WRITTEN TASK:
Restate the material word for word and leave out anything that is a picture.

Items from a data source
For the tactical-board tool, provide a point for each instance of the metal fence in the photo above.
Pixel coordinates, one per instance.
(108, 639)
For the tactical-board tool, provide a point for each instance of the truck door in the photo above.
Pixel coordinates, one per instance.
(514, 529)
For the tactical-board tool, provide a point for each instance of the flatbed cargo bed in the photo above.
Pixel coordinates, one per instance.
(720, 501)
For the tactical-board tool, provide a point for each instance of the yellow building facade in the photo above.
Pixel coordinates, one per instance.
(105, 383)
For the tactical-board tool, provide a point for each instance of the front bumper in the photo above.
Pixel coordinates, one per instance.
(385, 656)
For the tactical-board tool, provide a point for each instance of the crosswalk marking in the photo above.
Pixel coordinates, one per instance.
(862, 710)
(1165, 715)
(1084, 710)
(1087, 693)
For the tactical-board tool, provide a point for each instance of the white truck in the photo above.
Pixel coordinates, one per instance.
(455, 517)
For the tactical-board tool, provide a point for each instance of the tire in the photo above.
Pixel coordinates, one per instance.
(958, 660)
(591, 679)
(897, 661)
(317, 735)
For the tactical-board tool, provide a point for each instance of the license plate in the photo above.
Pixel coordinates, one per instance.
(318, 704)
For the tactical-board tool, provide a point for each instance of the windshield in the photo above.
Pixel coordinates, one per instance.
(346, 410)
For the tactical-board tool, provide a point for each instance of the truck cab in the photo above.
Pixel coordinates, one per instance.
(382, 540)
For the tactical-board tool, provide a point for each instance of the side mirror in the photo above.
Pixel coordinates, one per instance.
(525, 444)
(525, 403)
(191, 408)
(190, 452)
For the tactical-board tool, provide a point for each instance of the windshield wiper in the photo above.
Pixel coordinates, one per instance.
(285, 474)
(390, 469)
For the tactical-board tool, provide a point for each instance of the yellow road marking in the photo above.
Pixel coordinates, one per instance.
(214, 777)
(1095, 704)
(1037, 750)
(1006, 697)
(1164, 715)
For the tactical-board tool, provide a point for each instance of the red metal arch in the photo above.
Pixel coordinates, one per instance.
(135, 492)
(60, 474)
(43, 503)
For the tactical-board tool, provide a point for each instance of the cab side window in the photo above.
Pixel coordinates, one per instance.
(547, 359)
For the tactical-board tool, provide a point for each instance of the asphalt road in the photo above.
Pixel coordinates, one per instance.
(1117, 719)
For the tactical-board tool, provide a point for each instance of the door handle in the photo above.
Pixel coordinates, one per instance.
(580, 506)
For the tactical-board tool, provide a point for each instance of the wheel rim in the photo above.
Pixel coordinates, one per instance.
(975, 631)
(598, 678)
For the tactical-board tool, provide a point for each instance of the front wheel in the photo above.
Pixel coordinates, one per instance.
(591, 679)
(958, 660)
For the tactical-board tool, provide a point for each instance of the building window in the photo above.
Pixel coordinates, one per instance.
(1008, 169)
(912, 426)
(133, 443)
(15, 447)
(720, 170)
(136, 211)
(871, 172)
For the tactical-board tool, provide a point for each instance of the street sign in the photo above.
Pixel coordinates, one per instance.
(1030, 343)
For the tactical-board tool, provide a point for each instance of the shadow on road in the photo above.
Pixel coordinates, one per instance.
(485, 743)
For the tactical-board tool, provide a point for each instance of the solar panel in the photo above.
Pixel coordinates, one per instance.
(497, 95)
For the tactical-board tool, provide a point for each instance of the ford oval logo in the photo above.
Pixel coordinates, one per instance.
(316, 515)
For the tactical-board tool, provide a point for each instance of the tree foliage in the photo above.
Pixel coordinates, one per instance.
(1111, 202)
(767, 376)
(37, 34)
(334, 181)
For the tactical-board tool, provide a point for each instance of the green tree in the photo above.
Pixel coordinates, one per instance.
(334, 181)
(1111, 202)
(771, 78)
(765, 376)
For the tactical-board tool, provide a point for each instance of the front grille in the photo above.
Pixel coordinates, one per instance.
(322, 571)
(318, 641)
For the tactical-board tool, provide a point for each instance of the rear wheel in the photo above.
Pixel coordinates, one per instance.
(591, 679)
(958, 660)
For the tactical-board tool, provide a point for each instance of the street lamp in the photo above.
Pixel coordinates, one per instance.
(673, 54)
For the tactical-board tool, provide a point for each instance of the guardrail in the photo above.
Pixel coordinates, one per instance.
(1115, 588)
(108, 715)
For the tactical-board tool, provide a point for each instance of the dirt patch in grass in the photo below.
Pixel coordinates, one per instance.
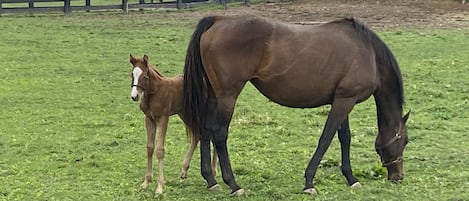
(449, 14)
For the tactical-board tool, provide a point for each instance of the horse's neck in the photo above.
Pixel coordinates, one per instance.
(389, 112)
(156, 80)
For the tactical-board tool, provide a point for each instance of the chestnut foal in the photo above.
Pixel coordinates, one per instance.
(160, 97)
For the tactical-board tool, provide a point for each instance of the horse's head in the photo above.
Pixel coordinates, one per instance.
(390, 147)
(139, 75)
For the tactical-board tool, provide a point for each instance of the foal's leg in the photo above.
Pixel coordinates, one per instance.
(344, 138)
(162, 125)
(151, 128)
(341, 107)
(188, 157)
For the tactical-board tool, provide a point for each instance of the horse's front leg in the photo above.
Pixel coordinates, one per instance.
(340, 109)
(151, 128)
(344, 138)
(162, 125)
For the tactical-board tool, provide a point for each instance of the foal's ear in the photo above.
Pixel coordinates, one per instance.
(132, 59)
(406, 116)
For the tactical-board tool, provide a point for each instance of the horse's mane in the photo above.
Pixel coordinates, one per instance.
(384, 56)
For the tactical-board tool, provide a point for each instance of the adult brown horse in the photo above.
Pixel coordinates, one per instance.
(341, 63)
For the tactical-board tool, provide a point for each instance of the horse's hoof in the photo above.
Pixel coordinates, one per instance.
(215, 187)
(144, 185)
(239, 192)
(356, 185)
(310, 191)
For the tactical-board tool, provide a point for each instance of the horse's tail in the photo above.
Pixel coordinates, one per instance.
(384, 56)
(196, 83)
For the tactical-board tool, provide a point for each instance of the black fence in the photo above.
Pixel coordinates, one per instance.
(67, 8)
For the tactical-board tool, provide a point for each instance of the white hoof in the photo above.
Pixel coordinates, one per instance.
(356, 185)
(310, 191)
(144, 185)
(158, 194)
(215, 187)
(238, 193)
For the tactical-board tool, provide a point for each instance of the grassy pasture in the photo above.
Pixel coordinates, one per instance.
(69, 131)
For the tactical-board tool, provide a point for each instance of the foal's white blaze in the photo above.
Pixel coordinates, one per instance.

SOLVED PROBLEM:
For the tactical-board tool, provide a point for each instance of the metal fence in the photo above.
Pixel coordinates, one per instance.
(108, 639)
For the tactical-board tool, provide a point for each instance of the truck door in the photo above.
Pixel coordinates, one per instance.
(514, 529)
For the tactical-board tool, provide a point for each instance of the flatbed cargo bed in the photo above.
Pixel coordinates, one per instance.
(720, 501)
For the tactical-board tool, provide a point for each instance of the yellow building facade in the photo above.
Pixel coordinates, one per instance.
(105, 383)
For the tactical-board tool, provide a point for each instance of the front bumper in the photo above.
Pixel coordinates, one per instance.
(385, 656)
For the tactical-board tool, provide a point for each instance of the crosswalk marking in the photo above.
Pixel coordinates, one per instance.
(862, 710)
(1165, 715)
(1084, 710)
(1087, 693)
For the tactical-board tool, provide a point for each instance of the white truck in the photo above.
Pixel coordinates, one per instance.
(455, 517)
For the tactical-board tool, provide a point for each instance of the tire in the photo above.
Pixel coordinates, one per instance.
(958, 660)
(591, 679)
(897, 661)
(317, 735)
For the tactical-board tool, provide a point for each instance of the license plate in the photo above.
Pixel coordinates, one per instance.
(318, 704)
For the tactical-board tool, provide a point for each instance of the windshield in the photo above.
Pixel coordinates, one per instance.
(346, 410)
For the tactical-board tool, provide a point for each instance of the truck cab in the photo above.
Pixel coordinates, one per instance.
(382, 540)
For the tactical-board tool, provide a point for each instance of the side mirror in the photo above.
Pixel coordinates, one per instance.
(525, 444)
(525, 403)
(191, 408)
(190, 452)
For the tactical-board tool, provide a point for each instance of the windshield wiper in the photo above.
Pixel coordinates, one per instance.
(285, 474)
(390, 469)
For the tactical-board tool, provide a point for each instance of the yellow road marking in the photo above.
Pixel coordinates, one per instance.
(214, 777)
(1095, 704)
(1037, 750)
(1006, 697)
(1164, 715)
For the tactical-board tool, provide a point for each instance of the red metal arch in the photo above.
Pixel coordinates, one per instance.
(135, 492)
(60, 474)
(43, 503)
For the tactical-board tool, provide a point for each instance of the cab side window in the photo above.
Pixel coordinates, one per instance.
(547, 359)
For the tactical-board tool, provide a point for each instance of the asphalt road in the photo above.
Pixel coordinates, one per instance.
(1117, 719)
For the tactical-board tool, provide a point for each instance of the door handle in the photo above.
Pixel coordinates, one per instance.
(580, 506)
For the tactical-board tool, provide a point for each instance of the wheel rim in the photo above.
Pixel coordinates, one per instance.
(975, 631)
(598, 678)
For the tactical-board tool, provide a point for each instance of the front wheel in the photo above.
Pixel coordinates, one per instance.
(591, 679)
(958, 660)
For the tactical-board tool, provide a point for each instance of the building window in the photo above.
Pixel coordinates, one per instance.
(1008, 169)
(912, 426)
(133, 443)
(15, 447)
(720, 170)
(136, 211)
(871, 172)
For the tactical-board tool, provide a point for each instance of the street sign in the photo above.
Pixel coordinates, one per instance.
(1030, 343)
For the tactical-board tool, provide a point for each instance of the shadow on road in the photo above.
Pixel coordinates, one per instance.
(485, 743)
For the tactical-board tool, provide a point for each instance of the solar panel in the photo above.
Pixel coordinates, one per instance.
(497, 95)
For the tactical-board tool, provide a point for each instance of the ford oval logo in the photo above.
Pixel coordinates, one per instance.
(316, 515)
For the tactical-board tool, provide a point for each instance of the tree foliage in the photo above.
Pixel coordinates, one per instance.
(1111, 202)
(767, 376)
(37, 34)
(334, 181)
For the tactical-board tool, provide a point for each instance of the green tree in the photo above.
Pixel coordinates, one per instance.
(334, 181)
(1111, 202)
(771, 78)
(765, 376)
For the tactical-board tool, provide a point for each instance of the front grille in the photo above.
Pixel coordinates, one per instance.
(322, 571)
(318, 641)
For the tactical-board tool, provide a point for each instance of the rear wheel in the photo above.
Pixel coordinates, one per instance.
(591, 679)
(958, 660)
For the tactical-board tool, provide a point for each instance of the street lamp in the photo above.
Pixel coordinates, one per instance.
(673, 54)
For the tactical-board tool, provide a point for each instance of the guardrail in the photo above.
Pixel coordinates, one per instance.
(1115, 588)
(108, 715)
For the tactical-board tool, provide a point for each instance of the dirt patch in grass in the photo below.
Pixel coordinates, one per instance.
(449, 14)
For the tactical-board tool, provide a point for each instance of the horse's neck in the photo above.
Pixel coordinates, one per instance.
(389, 112)
(156, 80)
For the tactical-board tool, provide a point for each instance of the chestnut foal in the photo above.
Pixel coordinates, one per instance.
(160, 97)
For the tactical-board tool, provide a point for each instance of the horse's head in the photo above.
Pixel coordinates, one per instance.
(390, 147)
(139, 75)
For the tactical-board tool, provide a point for each instance of the foal's leg in the photo above.
Pixel coordinates, one per instance.
(344, 138)
(162, 125)
(151, 128)
(341, 107)
(188, 157)
For the tactical-board tool, provide a point for each instance of the horse's front leg in the photo above.
Pixel coordinates, one per instance.
(340, 109)
(151, 128)
(344, 138)
(162, 125)
For the tactical-board tool, provide a point for each instance of the foal's ear in the photo above.
Pixel coordinates, one per instance.
(132, 59)
(406, 116)
For the tactical-board tool, provide a point for each instance of the horse's mane in the photo above.
Pixel coordinates, one per instance.
(384, 56)
For the tactical-board tool, provide a point for each instance of the adult brown horse in the photo above.
Pixel coordinates, one per instance.
(341, 63)
For the tactical-board tool, provide a point for each instance of the horse's hoof in the photo above.
Pixel coordinates, one per instance.
(215, 187)
(144, 185)
(239, 192)
(356, 185)
(310, 191)
For the tactical-board tool, provide a point for each instance of the horse's tail in the photo above.
Pixel coordinates, one per instance.
(384, 56)
(196, 83)
For the tactical-board tool, provide a point for each instance of the black fence in the photo above.
Pixel coordinates, one per instance.
(67, 8)
For the tactical-board tool, provide a point for each instance of the white hoof in the photo above.
Pixel coordinates, one per instance.
(356, 185)
(310, 191)
(144, 185)
(158, 194)
(215, 187)
(238, 193)
For the tactical-board tool, provide a point for each instance of the grassy pasture in the photo above.
Pixel coordinates, one per instance.
(69, 131)
For the tactical-board tool, provide a point for each instance of the foal's white blaze in the photo above.
Pixel coordinates, one per instance.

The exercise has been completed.